# What the task requires
Every line of the entries below that carries the string "floor" should be copied.

# Input
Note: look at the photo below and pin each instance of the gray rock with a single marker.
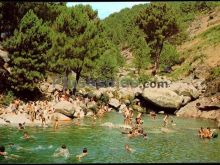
(184, 89)
(65, 108)
(163, 97)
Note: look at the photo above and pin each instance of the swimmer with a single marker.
(85, 152)
(165, 120)
(2, 151)
(172, 122)
(63, 151)
(21, 126)
(56, 123)
(128, 148)
(130, 134)
(4, 154)
(12, 146)
(145, 135)
(26, 135)
(201, 132)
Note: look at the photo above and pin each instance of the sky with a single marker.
(106, 8)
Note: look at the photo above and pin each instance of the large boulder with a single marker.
(184, 89)
(114, 103)
(126, 93)
(65, 108)
(163, 97)
(193, 110)
(58, 87)
(16, 119)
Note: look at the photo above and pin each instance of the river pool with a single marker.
(106, 145)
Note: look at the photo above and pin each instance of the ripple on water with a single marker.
(106, 145)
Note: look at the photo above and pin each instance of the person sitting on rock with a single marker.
(153, 115)
(21, 126)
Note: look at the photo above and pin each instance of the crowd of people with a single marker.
(43, 110)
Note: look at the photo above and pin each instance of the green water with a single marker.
(106, 145)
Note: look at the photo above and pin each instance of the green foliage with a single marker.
(143, 78)
(212, 35)
(106, 66)
(169, 55)
(74, 39)
(104, 98)
(159, 23)
(179, 73)
(120, 27)
(7, 99)
(11, 13)
(142, 55)
(27, 49)
(215, 72)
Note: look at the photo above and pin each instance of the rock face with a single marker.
(65, 108)
(163, 97)
(114, 103)
(193, 110)
(184, 89)
(60, 117)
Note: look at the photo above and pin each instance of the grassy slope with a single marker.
(203, 47)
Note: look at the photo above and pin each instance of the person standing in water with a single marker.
(56, 123)
(26, 136)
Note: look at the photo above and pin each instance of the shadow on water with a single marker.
(107, 144)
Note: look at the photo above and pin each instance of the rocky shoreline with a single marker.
(180, 98)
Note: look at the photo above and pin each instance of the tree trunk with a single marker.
(66, 80)
(76, 83)
(157, 60)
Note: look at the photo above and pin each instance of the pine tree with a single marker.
(27, 51)
(159, 23)
(74, 41)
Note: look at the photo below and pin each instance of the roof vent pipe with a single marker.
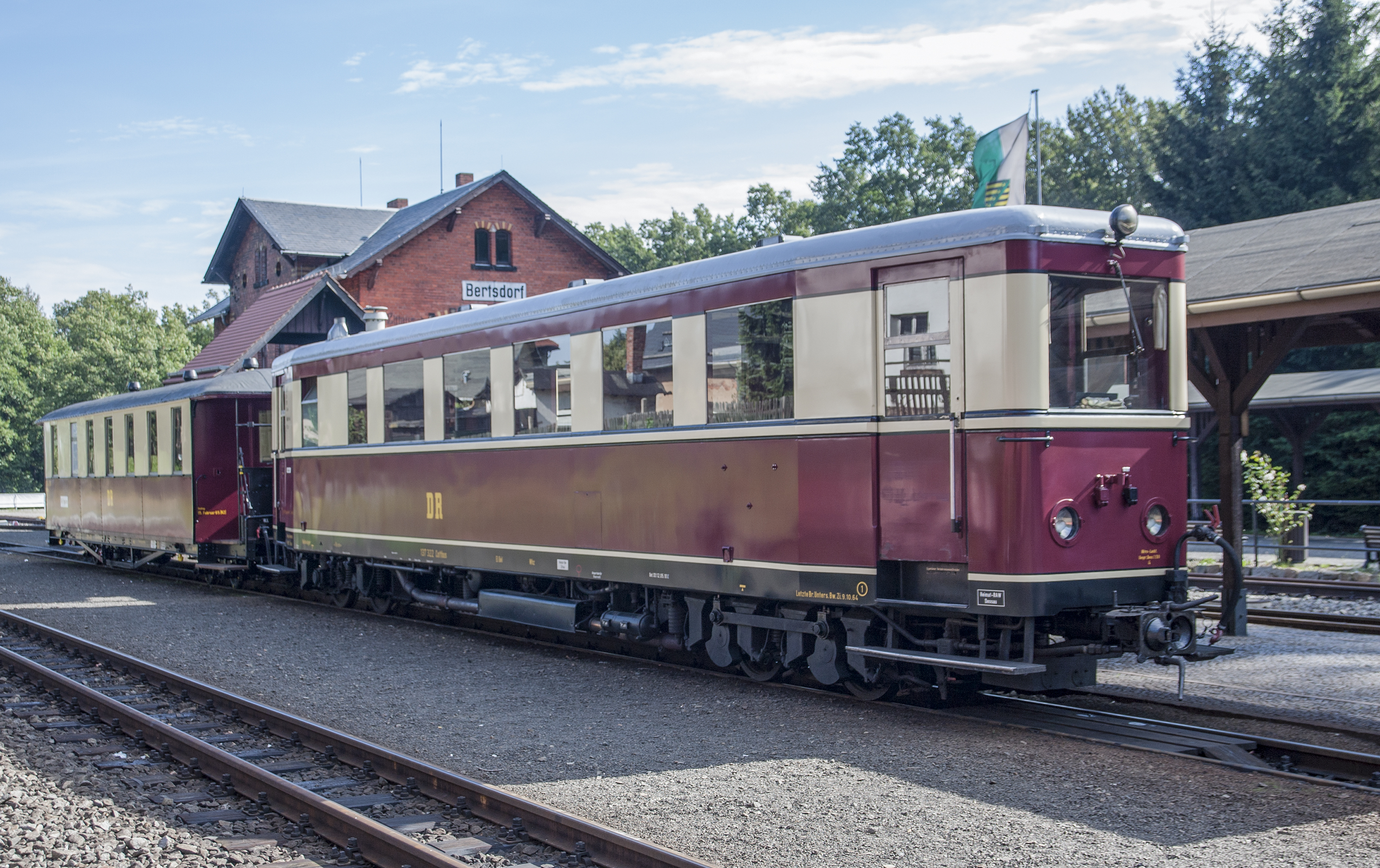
(376, 318)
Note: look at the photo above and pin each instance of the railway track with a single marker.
(1244, 751)
(169, 730)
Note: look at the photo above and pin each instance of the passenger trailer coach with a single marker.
(933, 455)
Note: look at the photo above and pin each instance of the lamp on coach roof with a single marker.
(376, 318)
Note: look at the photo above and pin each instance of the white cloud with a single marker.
(652, 190)
(803, 64)
(468, 70)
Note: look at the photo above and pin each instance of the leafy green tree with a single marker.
(1103, 155)
(893, 173)
(28, 349)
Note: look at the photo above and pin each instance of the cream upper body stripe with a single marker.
(548, 550)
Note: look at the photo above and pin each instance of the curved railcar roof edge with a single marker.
(241, 383)
(909, 236)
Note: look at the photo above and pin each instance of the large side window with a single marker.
(468, 396)
(917, 348)
(110, 446)
(129, 445)
(405, 412)
(177, 439)
(751, 360)
(1109, 344)
(357, 396)
(637, 376)
(541, 388)
(310, 419)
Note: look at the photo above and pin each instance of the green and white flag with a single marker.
(1000, 165)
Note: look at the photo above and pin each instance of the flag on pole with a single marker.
(1000, 165)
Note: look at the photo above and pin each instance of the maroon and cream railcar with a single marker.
(938, 453)
(170, 473)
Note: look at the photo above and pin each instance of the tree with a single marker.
(893, 173)
(1103, 155)
(28, 348)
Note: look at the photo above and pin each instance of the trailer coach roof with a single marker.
(242, 383)
(909, 236)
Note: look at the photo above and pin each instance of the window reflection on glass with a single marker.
(154, 441)
(751, 358)
(310, 412)
(917, 348)
(468, 395)
(1100, 356)
(541, 385)
(405, 412)
(637, 376)
(357, 399)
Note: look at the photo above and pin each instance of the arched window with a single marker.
(503, 247)
(482, 247)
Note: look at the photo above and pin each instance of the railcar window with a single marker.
(154, 441)
(310, 412)
(177, 439)
(637, 376)
(1104, 355)
(917, 347)
(751, 360)
(403, 405)
(357, 396)
(468, 394)
(541, 385)
(129, 445)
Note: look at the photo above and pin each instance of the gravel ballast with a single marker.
(728, 770)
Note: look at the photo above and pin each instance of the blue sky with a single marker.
(131, 129)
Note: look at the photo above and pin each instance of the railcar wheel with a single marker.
(761, 673)
(868, 692)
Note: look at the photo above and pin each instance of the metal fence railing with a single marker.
(1305, 546)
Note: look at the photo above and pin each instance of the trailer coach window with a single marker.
(751, 362)
(129, 445)
(310, 412)
(403, 406)
(637, 376)
(1104, 355)
(468, 396)
(917, 348)
(541, 385)
(357, 396)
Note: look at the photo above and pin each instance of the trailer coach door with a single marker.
(921, 455)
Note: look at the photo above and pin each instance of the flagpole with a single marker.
(1040, 169)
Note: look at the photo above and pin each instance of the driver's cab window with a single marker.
(918, 362)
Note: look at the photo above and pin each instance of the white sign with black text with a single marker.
(493, 290)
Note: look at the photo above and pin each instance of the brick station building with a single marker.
(482, 242)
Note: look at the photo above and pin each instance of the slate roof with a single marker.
(297, 228)
(903, 238)
(1307, 390)
(253, 329)
(1310, 249)
(409, 222)
(239, 383)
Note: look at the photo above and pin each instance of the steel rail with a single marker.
(547, 824)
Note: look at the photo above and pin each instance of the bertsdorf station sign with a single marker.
(492, 290)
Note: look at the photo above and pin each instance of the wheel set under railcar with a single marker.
(948, 466)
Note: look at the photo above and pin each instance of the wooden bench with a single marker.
(1371, 535)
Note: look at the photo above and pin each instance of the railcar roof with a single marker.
(909, 236)
(242, 383)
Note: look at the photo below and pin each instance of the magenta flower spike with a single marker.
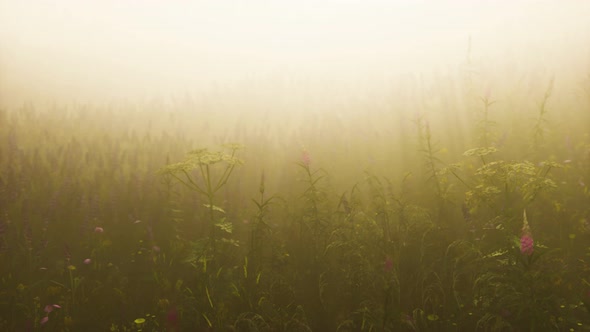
(526, 239)
(306, 158)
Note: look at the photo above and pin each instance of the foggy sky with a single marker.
(95, 51)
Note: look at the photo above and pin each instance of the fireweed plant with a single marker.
(101, 230)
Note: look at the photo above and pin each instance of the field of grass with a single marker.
(439, 206)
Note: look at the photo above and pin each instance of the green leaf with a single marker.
(215, 208)
(226, 226)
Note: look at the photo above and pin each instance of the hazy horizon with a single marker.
(110, 51)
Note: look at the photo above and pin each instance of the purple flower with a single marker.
(388, 264)
(526, 239)
(306, 158)
(526, 245)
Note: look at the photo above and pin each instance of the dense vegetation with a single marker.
(115, 219)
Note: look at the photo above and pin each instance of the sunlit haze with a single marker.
(103, 51)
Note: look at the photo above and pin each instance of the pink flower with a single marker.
(306, 158)
(526, 245)
(388, 265)
(526, 239)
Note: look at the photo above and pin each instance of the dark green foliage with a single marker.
(116, 231)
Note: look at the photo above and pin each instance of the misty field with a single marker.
(453, 204)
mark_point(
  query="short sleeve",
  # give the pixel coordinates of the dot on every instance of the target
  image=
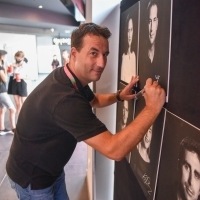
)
(74, 114)
(89, 93)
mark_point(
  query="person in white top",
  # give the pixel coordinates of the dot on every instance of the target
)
(144, 146)
(128, 67)
(17, 85)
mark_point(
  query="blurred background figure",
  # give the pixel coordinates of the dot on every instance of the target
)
(17, 85)
(144, 146)
(55, 63)
(65, 56)
(5, 101)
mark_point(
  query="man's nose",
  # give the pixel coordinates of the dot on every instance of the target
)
(101, 61)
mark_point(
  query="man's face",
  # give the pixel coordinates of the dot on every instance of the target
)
(65, 54)
(190, 180)
(147, 138)
(153, 23)
(130, 31)
(91, 60)
(125, 112)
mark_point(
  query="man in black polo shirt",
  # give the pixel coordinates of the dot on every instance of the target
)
(58, 114)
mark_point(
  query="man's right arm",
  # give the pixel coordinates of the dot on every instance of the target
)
(3, 75)
(119, 145)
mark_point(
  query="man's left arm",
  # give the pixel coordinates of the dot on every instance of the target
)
(103, 100)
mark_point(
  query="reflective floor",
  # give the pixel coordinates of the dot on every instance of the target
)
(75, 170)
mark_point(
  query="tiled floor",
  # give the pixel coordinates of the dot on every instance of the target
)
(75, 170)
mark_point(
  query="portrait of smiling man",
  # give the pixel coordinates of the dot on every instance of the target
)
(152, 28)
(58, 114)
(189, 170)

# Response
  query="reflective floor",
  query="tiled floor",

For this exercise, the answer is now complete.